Exercise aim =
Please transcribe only the lines between the one containing "561 332 L 525" and the end of the records, both ends included, exactly as written; skip every picture.

(Collected data entries)
+ + + + + + +

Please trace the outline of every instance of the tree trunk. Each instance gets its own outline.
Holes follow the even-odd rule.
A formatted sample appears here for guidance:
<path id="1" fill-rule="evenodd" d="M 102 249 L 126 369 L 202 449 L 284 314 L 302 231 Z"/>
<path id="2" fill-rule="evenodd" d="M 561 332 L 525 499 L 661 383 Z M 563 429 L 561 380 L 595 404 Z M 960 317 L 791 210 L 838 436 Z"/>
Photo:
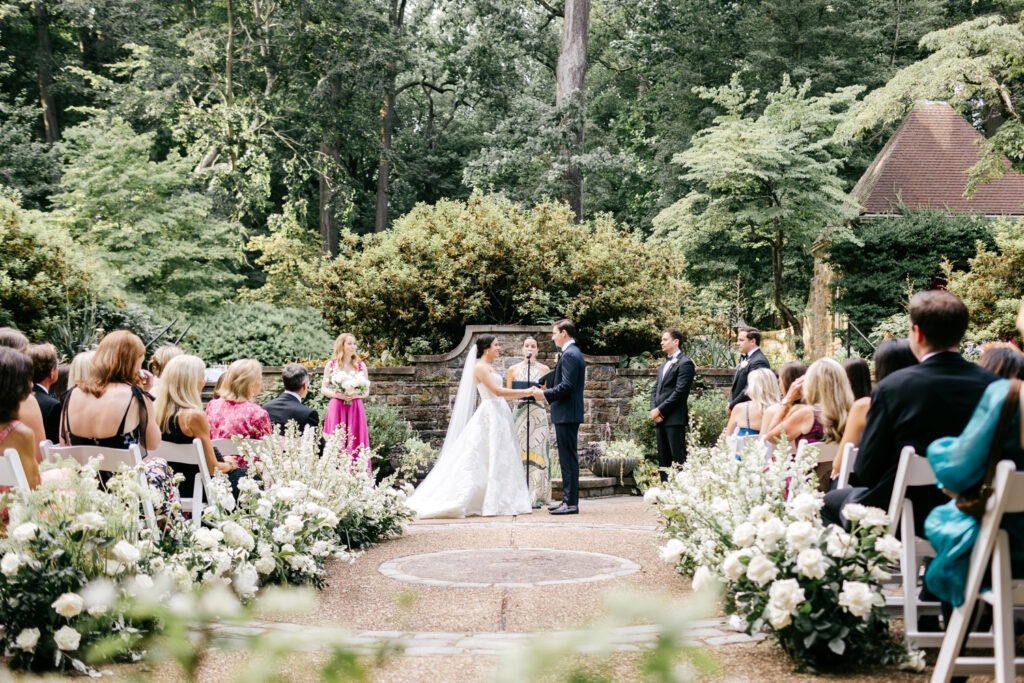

+ + + + + + +

Reply to the exercise =
<path id="2" fill-rule="evenodd" d="M 561 332 L 525 499 L 661 383 Z M 563 429 L 561 380 L 595 404 Z M 960 317 L 791 210 L 838 436 Z"/>
Photo:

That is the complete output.